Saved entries
○ ○ ○ ○ ○

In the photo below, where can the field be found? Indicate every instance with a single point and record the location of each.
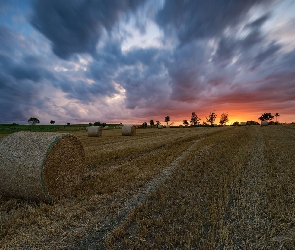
(177, 188)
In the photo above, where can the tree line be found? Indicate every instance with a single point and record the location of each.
(194, 121)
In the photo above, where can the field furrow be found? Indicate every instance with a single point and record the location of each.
(197, 188)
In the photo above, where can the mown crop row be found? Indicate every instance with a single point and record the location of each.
(235, 191)
(228, 188)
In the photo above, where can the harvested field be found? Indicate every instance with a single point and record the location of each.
(197, 188)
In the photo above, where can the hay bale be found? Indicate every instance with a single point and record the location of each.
(94, 131)
(39, 165)
(128, 130)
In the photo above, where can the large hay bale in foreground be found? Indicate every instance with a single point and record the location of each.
(40, 166)
(128, 130)
(94, 131)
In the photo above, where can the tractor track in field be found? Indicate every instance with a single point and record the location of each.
(248, 215)
(147, 153)
(97, 239)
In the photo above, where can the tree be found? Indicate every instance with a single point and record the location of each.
(167, 119)
(211, 118)
(223, 119)
(195, 119)
(266, 117)
(152, 123)
(276, 115)
(33, 120)
(185, 122)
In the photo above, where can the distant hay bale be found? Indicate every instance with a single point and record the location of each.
(94, 131)
(128, 130)
(39, 165)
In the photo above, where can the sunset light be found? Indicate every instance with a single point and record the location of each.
(125, 61)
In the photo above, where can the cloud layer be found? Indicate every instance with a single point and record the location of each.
(132, 61)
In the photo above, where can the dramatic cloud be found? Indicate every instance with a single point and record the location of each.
(133, 61)
(76, 26)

○ ○ ○ ○ ○

**Aim**. Output every entry exactly as given; pictures are not part of the copy.

**Exercise solution**.
In the photo below, where can the field be found? Indicate every instance with a single point and record the location of each.
(177, 188)
In the photo above, where can the tree line be found? Indicate every instance with a single point and record the location of each.
(194, 121)
In the photo above, where can the field furrow be found? Indicate every instance with a single point and record the location of each.
(197, 188)
In the photo above, where can the mown crop row be found? Indicate every instance with a single point and record the location of each.
(235, 191)
(228, 188)
In the photo above, where can the harvested field be found? Indicate every instance with a single point and record the location of each.
(197, 188)
In the photo above, where can the hay bale be found? Indicate every instance with a single point and record the location of each.
(94, 131)
(39, 165)
(128, 130)
In the photo above, where can the large hay bale in foreground be found? Indicate every instance with a single point and record the location of each.
(40, 166)
(128, 130)
(94, 131)
In the photo above, where can the tractor track in field be found? Indicate every instance with a single point and record the location of each.
(248, 215)
(147, 153)
(97, 239)
In the photo above, where can the tree be found? Indicate every instance with a single point and record the location of each.
(167, 119)
(211, 118)
(223, 119)
(195, 119)
(266, 117)
(152, 123)
(276, 115)
(33, 120)
(185, 122)
In the photo above, where can the distant hay bale be found? Indicate every instance with a single point and record the location of each.
(94, 131)
(128, 130)
(39, 165)
In the photo above, where can the sunset light be found? Indicate every instance with a single point and record the location of each.
(125, 61)
In the photo above, where can the cloud layer be found? Indicate every instance with a single point and record the location of each.
(132, 61)
In the photo above, where can the dramatic cloud be found? Indicate every instance with a single point and record the location of each.
(133, 61)
(76, 26)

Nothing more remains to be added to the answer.